Direction: Return every line of the data below as a JSON list of strings, one string per line, leaving out blank lines and the pictures.

Exercise materials:

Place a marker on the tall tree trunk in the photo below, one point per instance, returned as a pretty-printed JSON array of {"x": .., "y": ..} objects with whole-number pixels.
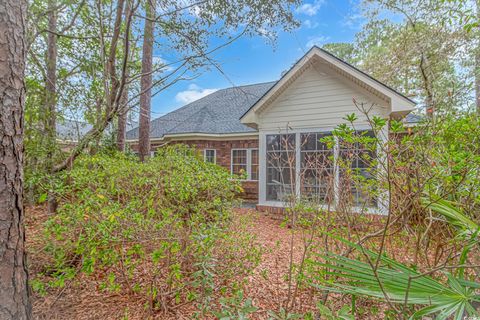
[
  {"x": 14, "y": 293},
  {"x": 51, "y": 96},
  {"x": 477, "y": 61},
  {"x": 146, "y": 82},
  {"x": 427, "y": 85},
  {"x": 122, "y": 120}
]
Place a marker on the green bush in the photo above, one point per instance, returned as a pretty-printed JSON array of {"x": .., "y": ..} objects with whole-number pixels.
[{"x": 162, "y": 228}]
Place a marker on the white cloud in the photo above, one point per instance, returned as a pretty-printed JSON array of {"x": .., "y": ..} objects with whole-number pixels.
[
  {"x": 158, "y": 62},
  {"x": 310, "y": 24},
  {"x": 310, "y": 9},
  {"x": 316, "y": 41},
  {"x": 193, "y": 93},
  {"x": 353, "y": 21}
]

Task answer:
[
  "Place a marker on the tall tree trunk in the photo below, one point per instance, returned as a pretty-printed JSON array of {\"x\": .., \"y\": ..} objects with whole-number pixels.",
  "[",
  "  {\"x\": 14, \"y\": 293},",
  "  {\"x\": 51, \"y\": 96},",
  "  {\"x\": 477, \"y\": 61},",
  "  {\"x\": 146, \"y\": 82},",
  "  {\"x\": 427, \"y\": 85},",
  "  {\"x\": 122, \"y\": 120}",
  "]",
  "Place a marker on the green bush in the photo above, one point per instance, returned as a pretty-printed JSON array of {\"x\": .., \"y\": ..} objects with whole-number pixels.",
  "[{\"x\": 162, \"y\": 228}]",
  "Place a marker on the white cloud in the photo above, one point per instance, returned as a pretty-printed JSON array of {\"x\": .., \"y\": ..} objects with whole-number pixels.",
  "[",
  "  {\"x\": 158, \"y\": 62},",
  "  {\"x\": 310, \"y\": 24},",
  "  {\"x\": 310, \"y\": 9},",
  "  {\"x\": 316, \"y\": 41},",
  "  {\"x\": 193, \"y\": 93},",
  "  {\"x\": 353, \"y\": 21}",
  "]"
]